A continuous, spectrophotometric activity assay for nitrogenase using the reductant titanium(III) citrate.

A continuous, spectrophotometric assay for determining electron transfer rates through nitrogenase during substrate reduction reactions was developed. The assay takes advantage of the facts that Ti(III) citrate can serve as a reductant for nitrogenase-catalyzed reduction reactions and that oxidation of Ti(III) citrate to Ti(IV) citrate results in a dramatic change in its absorption spectrum. Ti(III) citrate supported nitrogenase-catalyzed substrate (e.g., H+ or acetylene) reduction reactions at about the same rate as that supported by the reductant dithionite (S2O4(2-)). In addition, Ti(III) citrate had an absorption maximum centered at 325 nm, while oxidized Ti(IV) citrate had a much lower absorption in this wavelength region. An absorption coefficient for Ti(III) citrate of 0.73 mM-1.cm-1 at 340 nm was determined by titration with redox dyes with known absorption coefficients. Using this experimentally determined absorption coefficient, we developed an assay that provides a convenient way to determine electron transfer rates through nitrogenase in real time by spectrophotometrically following the oxidation of Ti(III) citrate to Ti(IV) citrate. Average electron transfer rates of 3749 +/- 218 nmol of electrons transferred.min-1.mg iron protein-1 for H+ reduction were determined using this assay which are directly comparable to the rates calculated from fixed time point, gas chromatographic assays of H2 formation. The utility of the Ti(III) citrate assay for nitrogenase is discussed and demonstrated using the nitrogenase inhibitors MgADP, CN-, and NO.

· · · · ·

• _Assignment_: According to the nitrogenase assay abstract, why can electron transfer through nitrogenase be followed in real time with a spectrophotometer? Answer in one to three sentences.

· · · · ·

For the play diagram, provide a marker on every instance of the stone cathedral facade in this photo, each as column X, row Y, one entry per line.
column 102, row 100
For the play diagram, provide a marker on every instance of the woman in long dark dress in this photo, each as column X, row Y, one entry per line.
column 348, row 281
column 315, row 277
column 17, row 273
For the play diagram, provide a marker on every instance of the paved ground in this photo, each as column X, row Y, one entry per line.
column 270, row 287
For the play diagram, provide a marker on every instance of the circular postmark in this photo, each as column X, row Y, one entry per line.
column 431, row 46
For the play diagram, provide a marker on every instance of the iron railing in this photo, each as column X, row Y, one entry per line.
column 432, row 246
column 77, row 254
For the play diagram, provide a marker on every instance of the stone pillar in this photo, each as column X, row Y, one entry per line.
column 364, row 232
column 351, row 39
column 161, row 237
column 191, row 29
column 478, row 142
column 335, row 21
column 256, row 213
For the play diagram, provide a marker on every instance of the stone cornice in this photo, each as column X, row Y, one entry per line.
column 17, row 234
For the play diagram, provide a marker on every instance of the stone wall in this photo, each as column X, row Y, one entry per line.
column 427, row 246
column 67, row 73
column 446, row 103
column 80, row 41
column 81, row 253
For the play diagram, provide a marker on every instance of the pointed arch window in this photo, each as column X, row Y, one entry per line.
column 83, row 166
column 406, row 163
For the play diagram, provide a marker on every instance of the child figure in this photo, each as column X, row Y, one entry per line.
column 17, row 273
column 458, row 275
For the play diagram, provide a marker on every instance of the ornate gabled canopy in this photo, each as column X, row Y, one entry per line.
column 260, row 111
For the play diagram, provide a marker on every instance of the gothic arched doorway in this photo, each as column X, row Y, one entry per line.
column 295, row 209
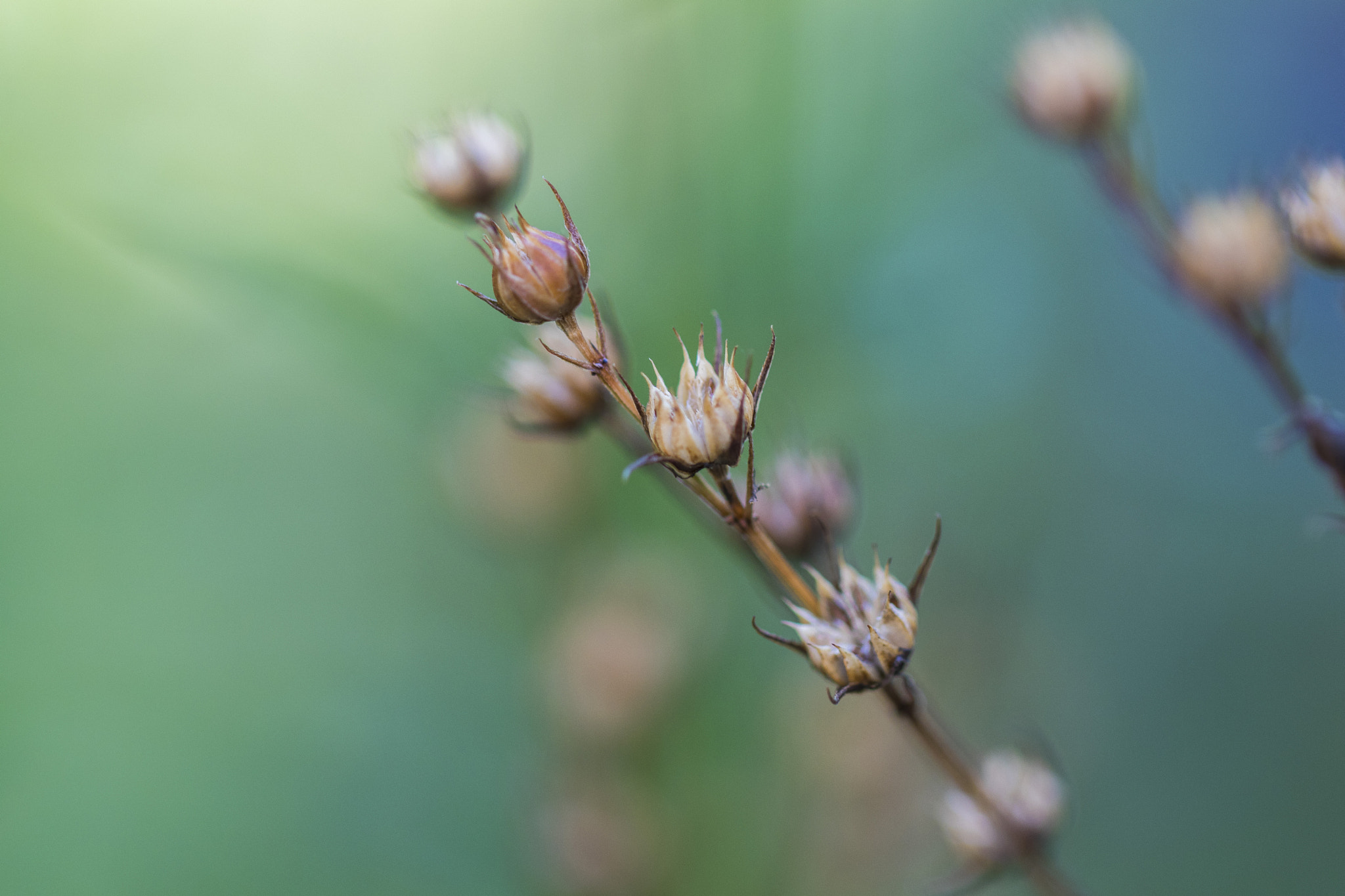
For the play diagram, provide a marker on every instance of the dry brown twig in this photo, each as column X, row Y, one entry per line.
column 857, row 631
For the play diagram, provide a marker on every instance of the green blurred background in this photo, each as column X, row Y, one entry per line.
column 264, row 629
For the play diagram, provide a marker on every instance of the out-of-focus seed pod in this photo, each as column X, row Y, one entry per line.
column 808, row 498
column 472, row 167
column 1231, row 251
column 552, row 394
column 865, row 629
column 1317, row 214
column 1072, row 81
column 709, row 418
column 1028, row 794
column 612, row 667
column 537, row 276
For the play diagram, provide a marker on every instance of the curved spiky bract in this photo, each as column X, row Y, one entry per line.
column 537, row 276
column 865, row 630
column 708, row 419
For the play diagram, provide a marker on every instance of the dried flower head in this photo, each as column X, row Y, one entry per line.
column 864, row 631
column 1317, row 214
column 537, row 276
column 1026, row 793
column 1072, row 81
column 1229, row 250
column 552, row 394
column 472, row 167
column 808, row 498
column 712, row 414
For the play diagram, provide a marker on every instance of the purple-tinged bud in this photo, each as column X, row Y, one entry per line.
column 537, row 276
column 472, row 167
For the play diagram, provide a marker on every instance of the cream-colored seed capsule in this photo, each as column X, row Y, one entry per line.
column 1028, row 794
column 1229, row 250
column 1072, row 81
column 864, row 630
column 707, row 422
column 472, row 167
column 1315, row 214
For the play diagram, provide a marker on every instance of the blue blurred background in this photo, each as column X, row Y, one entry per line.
column 277, row 589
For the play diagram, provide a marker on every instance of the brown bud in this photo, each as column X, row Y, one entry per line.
column 1317, row 214
column 1028, row 794
column 808, row 498
column 1072, row 81
column 552, row 394
column 865, row 629
column 472, row 167
column 709, row 418
column 1229, row 250
column 537, row 276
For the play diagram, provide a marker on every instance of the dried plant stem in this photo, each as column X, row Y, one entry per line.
column 1028, row 851
column 908, row 700
column 1128, row 184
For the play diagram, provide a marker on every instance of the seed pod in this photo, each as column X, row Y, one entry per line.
column 1028, row 794
column 1072, row 81
column 474, row 167
column 709, row 418
column 808, row 498
column 1315, row 214
column 1229, row 250
column 537, row 276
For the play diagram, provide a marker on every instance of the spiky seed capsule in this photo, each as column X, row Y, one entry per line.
column 1072, row 81
column 1229, row 250
column 1315, row 214
column 709, row 418
column 808, row 498
column 537, row 276
column 865, row 629
column 472, row 167
column 1028, row 794
column 553, row 394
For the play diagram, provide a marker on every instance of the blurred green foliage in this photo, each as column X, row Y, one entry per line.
column 255, row 640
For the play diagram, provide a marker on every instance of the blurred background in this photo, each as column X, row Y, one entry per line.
column 284, row 605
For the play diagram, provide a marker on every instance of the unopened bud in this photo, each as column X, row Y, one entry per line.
column 709, row 418
column 549, row 393
column 537, row 276
column 1072, row 81
column 1029, row 797
column 1317, row 214
column 808, row 498
column 472, row 167
column 1229, row 250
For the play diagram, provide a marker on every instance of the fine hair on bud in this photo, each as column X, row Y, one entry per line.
column 1229, row 250
column 537, row 276
column 475, row 165
column 1025, row 792
column 550, row 394
column 808, row 499
column 1072, row 81
column 1315, row 213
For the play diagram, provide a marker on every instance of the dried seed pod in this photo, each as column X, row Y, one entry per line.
column 808, row 498
column 1028, row 794
column 864, row 631
column 472, row 167
column 537, row 276
column 709, row 418
column 1229, row 250
column 552, row 394
column 1072, row 81
column 1315, row 214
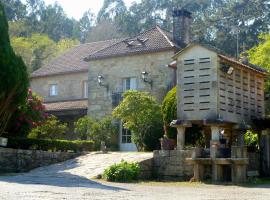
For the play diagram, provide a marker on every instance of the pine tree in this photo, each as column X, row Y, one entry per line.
column 13, row 76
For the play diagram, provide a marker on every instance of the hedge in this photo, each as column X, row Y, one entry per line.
column 51, row 145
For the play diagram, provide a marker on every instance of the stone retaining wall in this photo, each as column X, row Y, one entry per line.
column 172, row 165
column 16, row 160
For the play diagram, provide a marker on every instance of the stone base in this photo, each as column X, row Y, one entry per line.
column 172, row 165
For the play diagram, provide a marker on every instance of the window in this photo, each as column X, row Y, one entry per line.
column 126, row 136
column 129, row 84
column 85, row 89
column 53, row 90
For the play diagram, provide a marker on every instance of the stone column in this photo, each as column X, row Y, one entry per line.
column 181, row 137
column 214, row 133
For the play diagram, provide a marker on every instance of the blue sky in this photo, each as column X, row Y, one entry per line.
column 76, row 8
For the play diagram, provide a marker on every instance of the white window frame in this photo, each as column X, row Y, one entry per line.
column 53, row 90
column 85, row 89
column 126, row 136
column 130, row 83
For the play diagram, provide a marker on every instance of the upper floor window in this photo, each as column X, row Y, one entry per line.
column 130, row 84
column 85, row 89
column 53, row 90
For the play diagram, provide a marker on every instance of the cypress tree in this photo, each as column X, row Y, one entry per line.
column 13, row 76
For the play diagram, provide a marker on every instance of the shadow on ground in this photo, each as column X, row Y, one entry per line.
column 55, row 175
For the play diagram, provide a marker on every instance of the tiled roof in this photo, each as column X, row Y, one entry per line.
column 67, row 105
column 72, row 60
column 152, row 40
column 249, row 65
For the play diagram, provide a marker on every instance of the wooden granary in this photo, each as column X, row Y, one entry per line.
column 224, row 96
column 213, row 86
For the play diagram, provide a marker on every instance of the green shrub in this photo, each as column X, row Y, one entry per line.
column 50, row 129
column 98, row 130
column 122, row 172
column 140, row 113
column 169, row 112
column 51, row 145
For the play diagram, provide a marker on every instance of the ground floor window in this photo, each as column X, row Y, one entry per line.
column 126, row 136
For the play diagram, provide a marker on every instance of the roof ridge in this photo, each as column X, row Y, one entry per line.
column 166, row 37
column 81, row 44
column 128, row 38
column 88, row 57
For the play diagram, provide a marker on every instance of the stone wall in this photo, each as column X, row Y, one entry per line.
column 115, row 70
column 16, row 160
column 69, row 86
column 171, row 165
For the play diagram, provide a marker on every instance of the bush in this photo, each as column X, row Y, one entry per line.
column 51, row 145
column 28, row 116
column 122, row 172
column 141, row 114
column 98, row 130
column 169, row 112
column 50, row 129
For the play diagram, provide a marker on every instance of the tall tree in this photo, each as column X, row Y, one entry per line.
column 13, row 76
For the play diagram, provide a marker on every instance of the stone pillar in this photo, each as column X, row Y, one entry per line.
column 214, row 133
column 181, row 137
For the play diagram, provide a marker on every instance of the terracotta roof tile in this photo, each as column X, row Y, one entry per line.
column 72, row 60
column 151, row 40
column 66, row 105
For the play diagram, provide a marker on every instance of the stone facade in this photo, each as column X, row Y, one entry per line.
column 172, row 165
column 69, row 86
column 115, row 70
column 16, row 160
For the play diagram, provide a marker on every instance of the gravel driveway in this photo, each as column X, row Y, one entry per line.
column 70, row 180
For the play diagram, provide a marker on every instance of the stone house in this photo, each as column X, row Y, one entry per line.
column 90, row 78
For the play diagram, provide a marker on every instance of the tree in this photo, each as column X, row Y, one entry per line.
column 141, row 114
column 39, row 49
column 28, row 116
column 13, row 77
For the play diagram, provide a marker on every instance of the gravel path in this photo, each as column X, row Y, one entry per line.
column 70, row 181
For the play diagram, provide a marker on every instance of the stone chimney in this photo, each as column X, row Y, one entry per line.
column 181, row 27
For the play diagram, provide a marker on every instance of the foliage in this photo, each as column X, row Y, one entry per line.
column 13, row 77
column 51, row 145
column 97, row 130
column 140, row 113
column 169, row 112
column 122, row 172
column 50, row 129
column 28, row 116
column 251, row 140
column 39, row 49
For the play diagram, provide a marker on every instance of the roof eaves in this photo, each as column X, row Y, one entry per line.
column 130, row 53
column 59, row 73
column 259, row 70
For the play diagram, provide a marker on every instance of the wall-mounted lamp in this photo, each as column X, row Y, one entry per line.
column 101, row 82
column 145, row 78
column 227, row 69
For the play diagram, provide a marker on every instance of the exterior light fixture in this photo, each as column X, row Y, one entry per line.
column 101, row 82
column 227, row 69
column 145, row 78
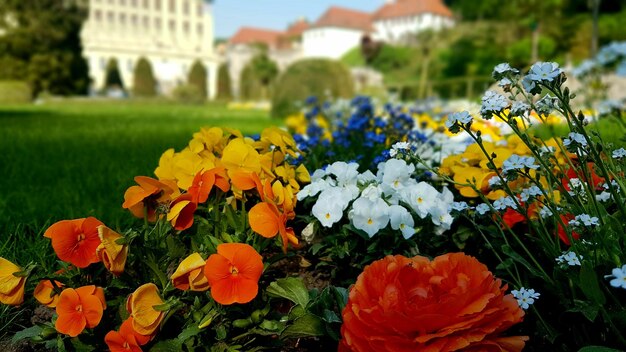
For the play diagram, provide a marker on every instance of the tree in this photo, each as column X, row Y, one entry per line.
column 198, row 78
column 42, row 34
column 112, row 78
column 224, row 87
column 144, row 84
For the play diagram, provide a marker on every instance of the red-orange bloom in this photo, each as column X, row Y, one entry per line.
column 181, row 212
column 46, row 294
column 452, row 303
column 234, row 273
column 266, row 220
column 204, row 181
column 148, row 194
column 76, row 241
column 127, row 339
column 79, row 308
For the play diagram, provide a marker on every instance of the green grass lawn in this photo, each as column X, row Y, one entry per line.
column 72, row 159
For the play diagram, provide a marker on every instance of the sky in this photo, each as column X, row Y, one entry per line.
column 229, row 15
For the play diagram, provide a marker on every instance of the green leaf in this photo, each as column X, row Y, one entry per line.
column 79, row 346
column 290, row 288
column 189, row 333
column 167, row 346
column 306, row 326
column 518, row 258
column 26, row 334
column 597, row 349
column 588, row 283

· · · · ·

• _Finished task_: Ti(III) citrate can act as the reductant for nitrogenase-catalyzed reduction reactions, and its oxidation to Ti(IV) citrate causes a dramatic change in its absorption spectrum. Ti(III) citrate absorbs strongly near 325 nm, while Ti(IV) citrate absorbs much less in that region. The drop in absorbance therefore tracks the oxidation of the reductant, and with the measured absorption coefficient at 340 nm it gives the electron transfer rate.